_Consigne_
Recopiez fidèlement le passage de l'article sur la stratégie américaine de sécurité nationale qui va de « C’est un texte » jusqu'à « la nouvelle Amérique. » inclus.

_Document source_
Dans la nouvelle stratégie américaine de sécurité nationale publiée par la Maison-Blanche, le président américain expose les raisons de son mépris pour l’Union européenne.

Le Figaro - 9 décembre 2025 - Par Renuad Girard*

La publication par la Maison-Blanche, le 5 décembre 2025, de la nouvelle stratégie américaine de sécurité nationale a stupéfait les diplomates du monde entier. C’est un manifeste très clair, lisible en une demi-heure, où le trumpisme – c’est-à-dire l’idéologie Maga – s’exprime de manière totalement désinhibée.

C’est un texte crucial de la Révolution conservatrice américaine. Peu importe qu’on le déteste ou qu’on l’admire, ce texte restera dans l’histoire, au même titre que le discours des Quatorze Points de Wilson de janvier 1918, ou que la Charte de l’Atlantique d’août 1941 – avec une substance évidemment totalement différente. J’en recommande chaudement la lecture à quiconque cherche à saisir où va la nouvelle Amérique.

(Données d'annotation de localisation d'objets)
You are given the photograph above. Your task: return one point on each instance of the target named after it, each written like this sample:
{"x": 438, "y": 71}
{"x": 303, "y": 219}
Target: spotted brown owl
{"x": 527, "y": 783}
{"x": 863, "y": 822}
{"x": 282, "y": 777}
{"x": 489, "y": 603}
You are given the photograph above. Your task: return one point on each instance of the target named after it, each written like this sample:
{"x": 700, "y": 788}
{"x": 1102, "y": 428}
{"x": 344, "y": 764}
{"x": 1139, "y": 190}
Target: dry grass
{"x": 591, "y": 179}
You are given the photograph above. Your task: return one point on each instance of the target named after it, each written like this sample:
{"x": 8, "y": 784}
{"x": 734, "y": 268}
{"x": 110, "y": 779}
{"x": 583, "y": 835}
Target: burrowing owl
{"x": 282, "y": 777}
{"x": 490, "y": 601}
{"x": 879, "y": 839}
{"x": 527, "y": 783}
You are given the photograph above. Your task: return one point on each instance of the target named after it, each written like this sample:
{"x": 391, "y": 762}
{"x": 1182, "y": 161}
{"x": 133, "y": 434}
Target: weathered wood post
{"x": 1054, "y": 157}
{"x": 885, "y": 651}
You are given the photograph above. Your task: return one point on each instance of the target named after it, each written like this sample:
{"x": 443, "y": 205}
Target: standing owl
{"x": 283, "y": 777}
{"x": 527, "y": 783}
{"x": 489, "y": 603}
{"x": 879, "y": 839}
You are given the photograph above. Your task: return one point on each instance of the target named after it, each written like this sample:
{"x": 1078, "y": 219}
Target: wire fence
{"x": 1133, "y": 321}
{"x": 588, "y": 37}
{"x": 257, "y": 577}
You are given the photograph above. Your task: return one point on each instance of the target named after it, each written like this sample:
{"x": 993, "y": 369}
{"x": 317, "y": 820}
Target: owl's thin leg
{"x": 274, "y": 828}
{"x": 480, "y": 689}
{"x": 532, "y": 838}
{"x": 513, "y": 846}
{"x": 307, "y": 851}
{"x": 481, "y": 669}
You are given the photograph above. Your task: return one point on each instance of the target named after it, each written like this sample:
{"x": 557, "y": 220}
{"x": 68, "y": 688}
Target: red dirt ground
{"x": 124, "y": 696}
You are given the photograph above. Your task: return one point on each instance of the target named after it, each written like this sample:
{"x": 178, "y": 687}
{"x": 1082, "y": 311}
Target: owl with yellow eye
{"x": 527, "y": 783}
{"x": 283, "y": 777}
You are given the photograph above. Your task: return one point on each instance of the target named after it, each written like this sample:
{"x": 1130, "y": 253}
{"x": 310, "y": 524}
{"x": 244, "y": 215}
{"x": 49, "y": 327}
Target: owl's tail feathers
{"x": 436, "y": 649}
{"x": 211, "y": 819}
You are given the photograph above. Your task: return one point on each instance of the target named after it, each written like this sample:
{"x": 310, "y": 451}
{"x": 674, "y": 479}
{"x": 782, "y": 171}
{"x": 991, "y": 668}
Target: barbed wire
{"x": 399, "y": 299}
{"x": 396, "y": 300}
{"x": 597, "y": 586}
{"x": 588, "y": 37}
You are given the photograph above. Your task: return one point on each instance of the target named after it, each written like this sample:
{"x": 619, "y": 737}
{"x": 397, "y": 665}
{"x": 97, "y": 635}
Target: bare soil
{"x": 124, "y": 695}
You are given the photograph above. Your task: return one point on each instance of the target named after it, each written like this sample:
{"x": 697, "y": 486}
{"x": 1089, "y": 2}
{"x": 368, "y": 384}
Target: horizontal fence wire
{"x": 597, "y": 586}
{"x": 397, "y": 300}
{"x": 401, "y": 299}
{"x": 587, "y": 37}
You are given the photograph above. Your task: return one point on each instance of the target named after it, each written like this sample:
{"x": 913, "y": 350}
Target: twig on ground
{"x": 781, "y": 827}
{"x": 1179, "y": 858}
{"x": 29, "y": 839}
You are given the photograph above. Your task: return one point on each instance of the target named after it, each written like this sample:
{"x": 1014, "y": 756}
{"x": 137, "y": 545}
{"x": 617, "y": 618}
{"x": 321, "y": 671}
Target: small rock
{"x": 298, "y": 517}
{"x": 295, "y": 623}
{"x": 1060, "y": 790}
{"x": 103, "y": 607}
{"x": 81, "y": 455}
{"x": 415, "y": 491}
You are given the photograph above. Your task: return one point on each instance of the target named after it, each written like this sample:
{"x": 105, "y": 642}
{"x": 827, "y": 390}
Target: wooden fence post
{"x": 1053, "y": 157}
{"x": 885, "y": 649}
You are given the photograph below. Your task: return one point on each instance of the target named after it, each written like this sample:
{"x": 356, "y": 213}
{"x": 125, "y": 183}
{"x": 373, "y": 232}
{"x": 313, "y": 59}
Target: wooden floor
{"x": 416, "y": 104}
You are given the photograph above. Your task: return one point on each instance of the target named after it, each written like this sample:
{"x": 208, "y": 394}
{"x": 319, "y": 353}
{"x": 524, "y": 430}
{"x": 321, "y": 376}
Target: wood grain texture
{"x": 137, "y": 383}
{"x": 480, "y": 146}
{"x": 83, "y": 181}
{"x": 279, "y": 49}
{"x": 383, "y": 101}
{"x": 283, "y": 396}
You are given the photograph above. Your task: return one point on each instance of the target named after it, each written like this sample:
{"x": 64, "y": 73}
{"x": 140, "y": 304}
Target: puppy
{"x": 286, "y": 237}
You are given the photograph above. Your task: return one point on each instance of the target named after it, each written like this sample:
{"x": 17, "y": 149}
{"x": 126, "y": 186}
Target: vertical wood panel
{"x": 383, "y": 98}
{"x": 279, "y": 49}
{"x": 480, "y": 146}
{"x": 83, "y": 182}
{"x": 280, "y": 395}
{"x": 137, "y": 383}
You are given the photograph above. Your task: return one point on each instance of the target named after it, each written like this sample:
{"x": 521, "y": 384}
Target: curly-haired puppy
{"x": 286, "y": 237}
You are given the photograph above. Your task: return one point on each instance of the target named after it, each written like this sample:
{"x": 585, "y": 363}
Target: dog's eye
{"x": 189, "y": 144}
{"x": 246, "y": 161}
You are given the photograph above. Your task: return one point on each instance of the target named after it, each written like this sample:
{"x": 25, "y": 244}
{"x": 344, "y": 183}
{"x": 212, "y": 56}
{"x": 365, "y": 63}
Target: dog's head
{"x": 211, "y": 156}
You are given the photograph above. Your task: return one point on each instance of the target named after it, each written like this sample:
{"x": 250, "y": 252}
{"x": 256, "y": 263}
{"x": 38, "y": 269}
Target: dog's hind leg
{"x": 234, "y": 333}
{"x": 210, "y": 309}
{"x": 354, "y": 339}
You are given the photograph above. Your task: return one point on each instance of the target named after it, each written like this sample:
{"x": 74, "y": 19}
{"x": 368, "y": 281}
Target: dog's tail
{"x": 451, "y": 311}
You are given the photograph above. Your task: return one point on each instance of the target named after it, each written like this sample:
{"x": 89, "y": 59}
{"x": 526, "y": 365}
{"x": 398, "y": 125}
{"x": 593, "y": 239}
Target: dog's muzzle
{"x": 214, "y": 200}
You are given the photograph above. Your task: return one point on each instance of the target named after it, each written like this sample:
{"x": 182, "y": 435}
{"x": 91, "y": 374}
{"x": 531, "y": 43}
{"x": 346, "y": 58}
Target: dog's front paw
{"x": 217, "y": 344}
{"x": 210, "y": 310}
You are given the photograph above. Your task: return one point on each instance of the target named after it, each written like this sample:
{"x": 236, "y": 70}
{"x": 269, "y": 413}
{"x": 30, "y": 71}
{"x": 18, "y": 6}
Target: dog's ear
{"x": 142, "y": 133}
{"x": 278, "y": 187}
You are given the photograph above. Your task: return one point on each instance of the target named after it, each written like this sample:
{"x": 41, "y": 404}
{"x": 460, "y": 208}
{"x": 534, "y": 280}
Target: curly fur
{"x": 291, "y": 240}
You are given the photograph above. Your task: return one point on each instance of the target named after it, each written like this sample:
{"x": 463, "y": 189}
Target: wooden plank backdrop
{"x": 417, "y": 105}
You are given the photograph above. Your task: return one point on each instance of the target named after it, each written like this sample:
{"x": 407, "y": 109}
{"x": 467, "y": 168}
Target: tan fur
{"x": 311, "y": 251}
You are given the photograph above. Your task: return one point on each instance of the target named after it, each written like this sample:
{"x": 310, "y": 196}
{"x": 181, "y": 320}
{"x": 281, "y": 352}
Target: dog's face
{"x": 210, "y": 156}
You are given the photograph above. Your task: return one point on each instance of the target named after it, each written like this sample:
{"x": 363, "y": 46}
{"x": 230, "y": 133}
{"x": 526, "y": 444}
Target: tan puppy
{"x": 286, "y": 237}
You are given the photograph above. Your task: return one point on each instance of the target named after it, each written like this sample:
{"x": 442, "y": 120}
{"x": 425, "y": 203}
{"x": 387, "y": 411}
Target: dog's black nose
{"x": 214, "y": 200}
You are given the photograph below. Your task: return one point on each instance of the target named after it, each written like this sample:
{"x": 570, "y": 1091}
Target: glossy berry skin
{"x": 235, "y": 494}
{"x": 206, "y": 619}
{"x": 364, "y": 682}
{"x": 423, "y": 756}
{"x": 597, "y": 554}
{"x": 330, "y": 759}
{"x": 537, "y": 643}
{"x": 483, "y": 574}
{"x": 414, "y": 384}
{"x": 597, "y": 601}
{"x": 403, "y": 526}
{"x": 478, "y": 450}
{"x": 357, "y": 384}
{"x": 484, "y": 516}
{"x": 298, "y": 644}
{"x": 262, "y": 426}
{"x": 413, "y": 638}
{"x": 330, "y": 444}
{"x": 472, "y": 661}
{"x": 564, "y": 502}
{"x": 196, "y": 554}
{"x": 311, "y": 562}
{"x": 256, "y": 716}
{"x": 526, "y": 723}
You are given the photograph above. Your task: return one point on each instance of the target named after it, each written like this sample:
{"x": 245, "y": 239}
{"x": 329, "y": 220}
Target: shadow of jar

_Réponse ci-dessous_
C’est un texte crucial de la Révolution conservatrice américaine. Peu importe qu’on le déteste ou qu’on l’admire, ce texte restera dans l’histoire, au même titre que le discours des Quatorze Points de Wilson de janvier 1918, ou que la Charte de l’Atlantique d’août 1941 – avec une substance évidemment totalement différente. J’en recommande chaudement la lecture à quiconque cherche à saisir où va la nouvelle Amérique.